Stored data entries:

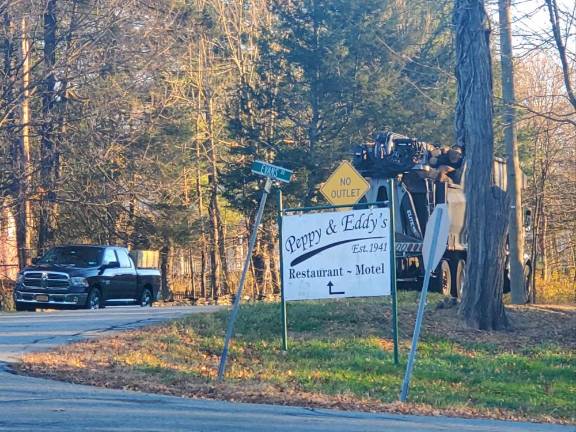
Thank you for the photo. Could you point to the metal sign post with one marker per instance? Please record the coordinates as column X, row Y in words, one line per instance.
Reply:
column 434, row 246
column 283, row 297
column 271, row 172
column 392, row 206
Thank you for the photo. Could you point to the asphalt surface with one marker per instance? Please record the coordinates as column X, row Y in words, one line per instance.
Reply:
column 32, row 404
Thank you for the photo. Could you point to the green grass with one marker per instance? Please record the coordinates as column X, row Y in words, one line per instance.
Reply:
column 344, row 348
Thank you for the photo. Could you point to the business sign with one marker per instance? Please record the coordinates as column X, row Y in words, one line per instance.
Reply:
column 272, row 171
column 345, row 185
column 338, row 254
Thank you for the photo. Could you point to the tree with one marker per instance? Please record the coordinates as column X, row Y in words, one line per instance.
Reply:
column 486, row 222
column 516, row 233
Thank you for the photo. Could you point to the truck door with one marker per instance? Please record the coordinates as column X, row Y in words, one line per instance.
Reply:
==
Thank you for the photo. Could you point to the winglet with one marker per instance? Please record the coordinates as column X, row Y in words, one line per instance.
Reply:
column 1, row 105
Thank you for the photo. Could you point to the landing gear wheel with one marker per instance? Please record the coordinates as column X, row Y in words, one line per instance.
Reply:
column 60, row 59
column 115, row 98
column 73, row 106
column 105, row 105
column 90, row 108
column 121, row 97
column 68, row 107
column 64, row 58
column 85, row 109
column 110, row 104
---
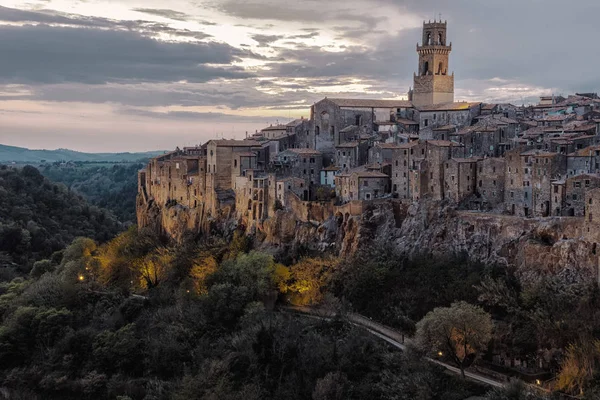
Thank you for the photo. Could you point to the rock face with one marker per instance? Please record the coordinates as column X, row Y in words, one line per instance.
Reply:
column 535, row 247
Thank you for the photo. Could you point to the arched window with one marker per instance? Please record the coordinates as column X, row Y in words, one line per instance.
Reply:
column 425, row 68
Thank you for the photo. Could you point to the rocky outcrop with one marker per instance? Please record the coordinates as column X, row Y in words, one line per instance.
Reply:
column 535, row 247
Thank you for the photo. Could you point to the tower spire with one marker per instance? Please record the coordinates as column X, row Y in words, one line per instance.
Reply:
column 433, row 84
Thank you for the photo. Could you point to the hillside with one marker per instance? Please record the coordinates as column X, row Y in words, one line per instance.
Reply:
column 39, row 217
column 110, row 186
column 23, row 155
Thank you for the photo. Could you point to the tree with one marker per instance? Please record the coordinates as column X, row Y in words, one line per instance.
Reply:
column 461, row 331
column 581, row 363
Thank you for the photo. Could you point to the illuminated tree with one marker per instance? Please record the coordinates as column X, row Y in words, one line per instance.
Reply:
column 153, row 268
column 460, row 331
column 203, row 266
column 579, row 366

Task to complete:
When the word "sign" occurs in a line above, list that line.

Answer to the exercise:
Thank you for the photo. Could you point to the metal sign post with one marker per instance? Please record the coordinates as column X, row Y in words, one line per instance.
Thank you for the photo. Could you point to the business sign with one marker per instance? Please record the coordinates as column X, row Y in words, one line per instance.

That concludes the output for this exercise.